--- TO DO ---
Look below for the line with "Reviewer note. Check that every instance of the arm". Retype it and every line after it to the end, exactly, but leave out the pictures.
***
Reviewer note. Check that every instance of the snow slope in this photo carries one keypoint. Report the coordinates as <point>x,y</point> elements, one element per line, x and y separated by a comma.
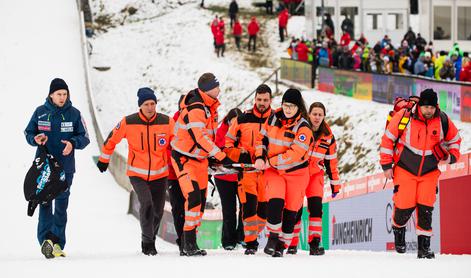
<point>102,239</point>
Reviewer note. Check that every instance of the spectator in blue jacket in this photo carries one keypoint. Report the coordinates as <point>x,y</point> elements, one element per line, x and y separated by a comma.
<point>60,127</point>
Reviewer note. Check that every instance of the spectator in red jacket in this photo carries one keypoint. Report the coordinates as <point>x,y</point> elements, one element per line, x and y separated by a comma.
<point>283,24</point>
<point>253,29</point>
<point>303,51</point>
<point>465,74</point>
<point>237,32</point>
<point>220,45</point>
<point>345,39</point>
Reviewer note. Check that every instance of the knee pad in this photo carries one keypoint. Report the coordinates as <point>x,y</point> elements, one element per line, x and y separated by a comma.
<point>314,205</point>
<point>424,216</point>
<point>401,216</point>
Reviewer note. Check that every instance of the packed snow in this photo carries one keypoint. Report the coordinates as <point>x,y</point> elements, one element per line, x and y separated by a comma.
<point>102,238</point>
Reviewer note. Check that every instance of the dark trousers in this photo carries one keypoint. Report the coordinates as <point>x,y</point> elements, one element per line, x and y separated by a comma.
<point>282,33</point>
<point>254,40</point>
<point>151,196</point>
<point>220,49</point>
<point>178,207</point>
<point>237,38</point>
<point>52,225</point>
<point>232,227</point>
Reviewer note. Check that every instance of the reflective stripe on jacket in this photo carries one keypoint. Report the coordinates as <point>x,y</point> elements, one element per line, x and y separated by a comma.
<point>195,129</point>
<point>413,150</point>
<point>148,141</point>
<point>285,143</point>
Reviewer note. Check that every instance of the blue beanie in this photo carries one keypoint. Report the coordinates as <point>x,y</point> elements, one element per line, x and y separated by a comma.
<point>145,94</point>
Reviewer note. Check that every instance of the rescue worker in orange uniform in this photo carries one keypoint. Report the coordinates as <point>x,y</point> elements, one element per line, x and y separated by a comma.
<point>412,162</point>
<point>283,152</point>
<point>148,134</point>
<point>323,155</point>
<point>242,135</point>
<point>192,145</point>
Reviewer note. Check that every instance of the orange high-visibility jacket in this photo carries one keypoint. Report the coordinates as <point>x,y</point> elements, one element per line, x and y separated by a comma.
<point>323,155</point>
<point>285,143</point>
<point>195,129</point>
<point>244,131</point>
<point>413,150</point>
<point>148,141</point>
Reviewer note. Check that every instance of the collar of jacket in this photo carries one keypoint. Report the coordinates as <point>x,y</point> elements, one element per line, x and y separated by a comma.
<point>419,116</point>
<point>259,114</point>
<point>144,118</point>
<point>54,108</point>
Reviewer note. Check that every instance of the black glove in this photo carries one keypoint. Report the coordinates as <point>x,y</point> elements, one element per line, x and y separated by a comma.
<point>227,162</point>
<point>102,166</point>
<point>245,158</point>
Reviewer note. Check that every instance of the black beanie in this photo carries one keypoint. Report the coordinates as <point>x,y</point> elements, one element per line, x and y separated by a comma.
<point>207,82</point>
<point>428,97</point>
<point>293,96</point>
<point>57,84</point>
<point>145,94</point>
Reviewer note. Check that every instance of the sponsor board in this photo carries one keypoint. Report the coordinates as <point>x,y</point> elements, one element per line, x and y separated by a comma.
<point>364,223</point>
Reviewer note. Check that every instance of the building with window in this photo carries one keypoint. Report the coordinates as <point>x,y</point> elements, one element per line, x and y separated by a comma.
<point>443,21</point>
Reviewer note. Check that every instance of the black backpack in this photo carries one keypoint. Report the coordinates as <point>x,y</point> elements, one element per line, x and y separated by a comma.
<point>44,181</point>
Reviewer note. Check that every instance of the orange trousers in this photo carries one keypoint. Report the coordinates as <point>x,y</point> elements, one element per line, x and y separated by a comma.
<point>252,192</point>
<point>414,193</point>
<point>193,179</point>
<point>285,193</point>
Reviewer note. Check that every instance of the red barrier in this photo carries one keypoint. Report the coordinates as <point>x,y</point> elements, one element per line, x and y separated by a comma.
<point>455,224</point>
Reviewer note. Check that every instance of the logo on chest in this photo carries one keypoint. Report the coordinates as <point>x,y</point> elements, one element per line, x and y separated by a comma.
<point>67,127</point>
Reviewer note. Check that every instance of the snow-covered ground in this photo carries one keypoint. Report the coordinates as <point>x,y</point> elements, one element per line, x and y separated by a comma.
<point>102,239</point>
<point>170,52</point>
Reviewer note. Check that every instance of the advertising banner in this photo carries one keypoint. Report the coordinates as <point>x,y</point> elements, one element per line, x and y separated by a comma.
<point>458,169</point>
<point>364,223</point>
<point>454,211</point>
<point>326,80</point>
<point>466,103</point>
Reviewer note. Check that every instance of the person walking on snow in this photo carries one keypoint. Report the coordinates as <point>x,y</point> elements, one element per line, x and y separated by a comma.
<point>253,29</point>
<point>60,127</point>
<point>411,148</point>
<point>148,134</point>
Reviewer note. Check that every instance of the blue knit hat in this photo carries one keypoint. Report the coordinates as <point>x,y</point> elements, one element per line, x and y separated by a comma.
<point>145,94</point>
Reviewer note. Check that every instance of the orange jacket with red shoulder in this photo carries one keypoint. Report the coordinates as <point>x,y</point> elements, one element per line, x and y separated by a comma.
<point>148,141</point>
<point>244,131</point>
<point>195,129</point>
<point>413,150</point>
<point>323,155</point>
<point>285,142</point>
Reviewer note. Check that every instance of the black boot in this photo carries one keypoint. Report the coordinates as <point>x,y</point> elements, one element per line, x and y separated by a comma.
<point>400,239</point>
<point>190,248</point>
<point>271,244</point>
<point>251,247</point>
<point>180,246</point>
<point>314,248</point>
<point>292,250</point>
<point>148,248</point>
<point>424,251</point>
<point>280,247</point>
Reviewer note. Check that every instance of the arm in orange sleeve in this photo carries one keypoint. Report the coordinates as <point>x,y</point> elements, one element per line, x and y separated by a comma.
<point>115,136</point>
<point>388,140</point>
<point>330,164</point>
<point>197,129</point>
<point>231,135</point>
<point>453,142</point>
<point>261,142</point>
<point>298,150</point>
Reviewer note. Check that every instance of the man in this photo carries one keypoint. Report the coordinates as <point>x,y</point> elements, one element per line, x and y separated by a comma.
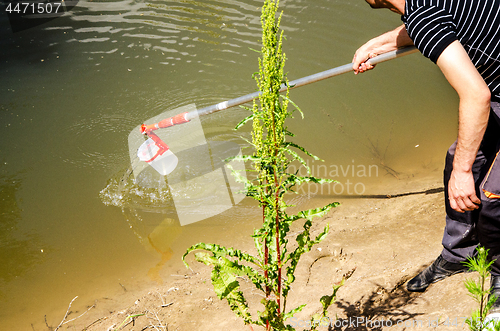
<point>463,38</point>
***
--- SOLUTION ---
Reviewer note. Check that every instance of the arm in orange sleeve in this photo carries one keypoint. Report the coordinates as <point>x,y</point> elements, one element per line, x and y separated by a comma.
<point>115,136</point>
<point>388,140</point>
<point>330,164</point>
<point>197,129</point>
<point>231,135</point>
<point>453,142</point>
<point>261,142</point>
<point>298,150</point>
Reviewer note. Check that every instance of the man in this photo carries one keypoint. Report the coordinates as <point>x,y</point> elements, one element per line, x and y separated by a comma.
<point>463,38</point>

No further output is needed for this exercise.